### WHAT NEEDS TO BE DONE
Render every line of the items below as a numbered list, leaving out any blank lines.

Data entries
++++
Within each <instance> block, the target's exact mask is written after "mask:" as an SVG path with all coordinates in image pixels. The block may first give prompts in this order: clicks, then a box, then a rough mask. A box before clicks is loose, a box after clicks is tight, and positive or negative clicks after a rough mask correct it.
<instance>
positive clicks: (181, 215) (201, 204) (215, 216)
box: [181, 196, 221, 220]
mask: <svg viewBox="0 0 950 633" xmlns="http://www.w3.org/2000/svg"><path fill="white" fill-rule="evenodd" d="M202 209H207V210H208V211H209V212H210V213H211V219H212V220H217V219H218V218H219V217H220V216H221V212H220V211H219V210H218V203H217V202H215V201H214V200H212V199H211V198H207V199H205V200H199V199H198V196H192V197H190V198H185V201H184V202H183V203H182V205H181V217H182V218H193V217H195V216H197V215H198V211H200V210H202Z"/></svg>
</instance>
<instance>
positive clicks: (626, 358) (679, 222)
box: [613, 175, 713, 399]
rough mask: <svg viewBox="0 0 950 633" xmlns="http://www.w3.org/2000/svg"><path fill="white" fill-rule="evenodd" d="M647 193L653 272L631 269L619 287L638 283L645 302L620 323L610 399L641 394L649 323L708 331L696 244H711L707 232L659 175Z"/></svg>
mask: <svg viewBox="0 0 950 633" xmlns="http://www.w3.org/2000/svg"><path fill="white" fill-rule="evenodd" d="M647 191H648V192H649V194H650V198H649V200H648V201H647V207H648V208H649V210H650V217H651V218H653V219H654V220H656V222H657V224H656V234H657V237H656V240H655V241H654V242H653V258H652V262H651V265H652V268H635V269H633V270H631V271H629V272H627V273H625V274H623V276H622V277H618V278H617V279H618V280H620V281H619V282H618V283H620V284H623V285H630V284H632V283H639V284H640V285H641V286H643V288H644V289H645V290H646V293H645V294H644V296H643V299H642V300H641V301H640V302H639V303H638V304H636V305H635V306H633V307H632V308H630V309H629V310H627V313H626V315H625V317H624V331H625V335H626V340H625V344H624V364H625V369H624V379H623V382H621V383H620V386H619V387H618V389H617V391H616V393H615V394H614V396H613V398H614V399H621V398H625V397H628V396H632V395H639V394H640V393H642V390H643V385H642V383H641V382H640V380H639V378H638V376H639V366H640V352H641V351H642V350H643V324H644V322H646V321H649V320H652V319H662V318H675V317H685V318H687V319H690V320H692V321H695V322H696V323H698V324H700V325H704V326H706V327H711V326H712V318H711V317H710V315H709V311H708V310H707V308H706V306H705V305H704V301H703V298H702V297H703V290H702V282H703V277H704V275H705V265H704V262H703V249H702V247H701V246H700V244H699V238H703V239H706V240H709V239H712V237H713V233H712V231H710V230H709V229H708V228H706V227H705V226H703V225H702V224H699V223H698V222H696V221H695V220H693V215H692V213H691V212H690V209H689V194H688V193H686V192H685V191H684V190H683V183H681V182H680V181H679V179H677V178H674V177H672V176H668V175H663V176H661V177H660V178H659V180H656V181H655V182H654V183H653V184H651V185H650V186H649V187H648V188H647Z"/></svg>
++++
### RESULT FOR THIS TASK
1. Within each <instance> block, the target's exact mask is written after "mask:" as an SVG path with all coordinates in image pixels. The block may first give prompts in this order: clicks, then a box, then a rough mask. A box before clicks is loose, a box after clicks is tight, and positive or negative clicks after a rough mask correct it.
2. <instance>
3. positive clicks: (181, 215) (201, 204) (215, 216)
4. box: [181, 196, 221, 220]
5. mask: <svg viewBox="0 0 950 633" xmlns="http://www.w3.org/2000/svg"><path fill="white" fill-rule="evenodd" d="M202 209H207V210H208V211H209V212H210V213H211V219H212V220H217V219H218V218H219V217H220V216H221V212H220V211H219V210H218V203H217V202H215V201H214V200H212V199H211V198H207V199H205V200H199V199H198V196H192V197H190V198H185V201H184V202H183V203H182V205H181V217H182V218H193V217H195V216H197V215H198V211H200V210H202Z"/></svg>
6. </instance>
7. <instance>
8. positive clicks: (626, 358) (679, 222)
9. box: [613, 175, 713, 399]
10. rough mask: <svg viewBox="0 0 950 633" xmlns="http://www.w3.org/2000/svg"><path fill="white" fill-rule="evenodd" d="M647 193L653 272L631 269L619 287L638 283L645 302L620 323L610 399L641 394L649 323L708 331L696 244H711L707 232L659 175Z"/></svg>
11. mask: <svg viewBox="0 0 950 633" xmlns="http://www.w3.org/2000/svg"><path fill="white" fill-rule="evenodd" d="M647 191H648V192H649V194H650V198H649V200H648V201H647V207H648V208H649V210H650V217H651V218H653V219H654V220H656V222H657V224H656V234H657V237H656V240H655V241H654V242H653V258H652V262H651V265H652V268H635V269H633V270H631V271H629V272H627V273H625V274H623V276H622V277H618V278H617V279H618V280H620V281H619V282H618V283H620V284H623V285H630V284H632V283H639V284H640V285H641V286H643V288H644V289H645V290H646V293H645V294H644V296H643V299H642V300H641V301H640V302H639V303H638V304H636V305H635V306H633V307H632V308H630V309H629V310H627V313H626V315H625V317H624V331H625V335H626V340H625V344H624V364H625V369H624V379H623V382H621V383H620V386H619V387H618V389H617V391H616V393H615V394H614V396H613V398H614V399H621V398H625V397H628V396H632V395H639V394H640V393H642V390H643V385H642V383H641V382H640V380H639V378H638V376H639V366H640V352H641V351H642V350H643V324H644V322H646V321H649V320H652V319H662V318H675V317H685V318H687V319H690V320H692V321H695V322H696V323H698V324H700V325H704V326H706V327H711V326H712V318H711V317H710V315H709V311H708V310H707V308H706V306H705V305H704V301H703V298H702V297H703V290H702V282H703V277H704V275H705V265H704V262H703V249H702V247H701V246H700V244H699V238H703V239H706V240H709V239H712V237H713V233H712V231H710V230H709V229H708V228H706V227H705V226H703V225H702V224H699V223H698V222H696V221H695V220H693V215H692V213H691V212H690V209H689V194H688V193H686V192H685V191H684V190H683V183H681V182H680V181H679V179H677V178H674V177H672V176H668V175H663V176H661V177H660V178H659V180H656V181H655V182H654V183H653V184H651V185H650V186H649V187H648V188H647Z"/></svg>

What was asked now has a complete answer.